**Lines of data:**
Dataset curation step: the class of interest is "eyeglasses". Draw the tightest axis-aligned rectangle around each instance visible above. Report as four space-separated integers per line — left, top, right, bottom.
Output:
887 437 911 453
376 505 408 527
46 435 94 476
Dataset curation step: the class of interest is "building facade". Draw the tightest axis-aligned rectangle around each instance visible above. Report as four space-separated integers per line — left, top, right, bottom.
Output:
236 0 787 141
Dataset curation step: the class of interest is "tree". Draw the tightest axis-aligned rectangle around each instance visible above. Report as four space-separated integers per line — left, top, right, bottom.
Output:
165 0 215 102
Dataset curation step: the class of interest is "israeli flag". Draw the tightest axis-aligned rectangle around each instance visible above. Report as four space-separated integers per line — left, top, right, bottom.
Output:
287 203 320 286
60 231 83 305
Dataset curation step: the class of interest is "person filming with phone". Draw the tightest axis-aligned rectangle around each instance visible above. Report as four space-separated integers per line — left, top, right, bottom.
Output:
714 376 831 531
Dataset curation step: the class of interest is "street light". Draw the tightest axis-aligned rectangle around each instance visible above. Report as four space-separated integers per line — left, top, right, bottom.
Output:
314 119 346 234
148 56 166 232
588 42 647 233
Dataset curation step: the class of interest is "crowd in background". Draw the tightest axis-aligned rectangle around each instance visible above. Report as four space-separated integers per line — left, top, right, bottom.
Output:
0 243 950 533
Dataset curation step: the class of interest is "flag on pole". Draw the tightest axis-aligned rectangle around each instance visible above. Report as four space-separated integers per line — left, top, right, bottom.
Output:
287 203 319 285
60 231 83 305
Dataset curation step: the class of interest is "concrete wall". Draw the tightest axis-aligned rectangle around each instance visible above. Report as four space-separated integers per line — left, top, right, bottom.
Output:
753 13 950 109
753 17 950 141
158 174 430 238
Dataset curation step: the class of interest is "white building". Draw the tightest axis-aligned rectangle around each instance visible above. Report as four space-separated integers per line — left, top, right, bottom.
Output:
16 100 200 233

**REQUEST:**
Lay out the lines of data above as a JSON list of strings, one string per line, with blank lines omitted.

**EXERCISE OUTPUT:**
[
  "Dataset curation step: the class of interest is \"eyeglasses\". Draw the tightest axis-aligned rectangle around each instance visible above. Report as four space-separated integers per line — left, top, right, bottom.",
  "Output:",
  "887 437 911 453",
  "376 505 408 527",
  "46 435 94 476",
  "Dataset curation step: the class of interest is \"building facade\". Draw the tightest axis-aligned rectangle around each instance visible above. Report as four space-separated integers per line — left, top, right, bottom.",
  "Output:",
  "236 0 787 141",
  "Dataset curation step: the class of interest is \"tree\". Draw the tightest axis-aligned rectangle around each instance visible above. Report as four space-separated integers per line — left, top, right, bottom.",
  "Output:",
  "165 0 215 102",
  "Dataset curation step: the class of interest is \"israeli flag\". Draw the tightest axis-aligned rectangle around each instance visible above. Report as four space-separated integers per line — left, top, right, bottom.",
  "Output:",
  "287 203 320 286",
  "60 231 83 305",
  "Dataset curation step: the class of interest is \"person filming with phone\". Draw the tightest axis-aligned rectangle around each instance visible above. Report as four space-separated integers per line — left, top, right, bottom.",
  "Output:",
  "714 376 831 531",
  "Dataset curation step: the class of interest is \"street light\". Draw the tightest axis-aligned rectangle around each instance visible above. Report as four space-separated integers per line — left, top, right, bottom.",
  "Output:",
  "314 119 346 234",
  "148 56 166 232",
  "588 42 647 233",
  "Dataset curation step: the class of interest is \"crowd in background\". Draw the tightest axis-aligned rectangle around each instance visible above. Report as four space-separated integers per line — left, top, right, bottom.",
  "Output:",
  "0 243 950 533",
  "Dataset curation step: the class of interest is \"flag on pole\". Draw the tightest axis-aligned rectangle around each instance visible above. Report as four space-separated integers per line — left, top, right, bottom.",
  "Output:",
  "287 203 319 285",
  "60 231 83 305",
  "Dataset curation step: the class of interest is \"concrete wall\". Draw the tightest axis-aligned rectangle around each instance visible above. Report as four space-separated integers per line — left, top, right, bottom.",
  "Output:",
  "753 13 950 109",
  "753 17 950 141",
  "158 174 430 238",
  "Dataset curation step: the class of interest is \"white building\". Draw the tightest axis-aligned rectangle around each instance visible above. Report as four space-separated integers per line — left, top, right, bottom.",
  "Output:",
  "16 100 200 233"
]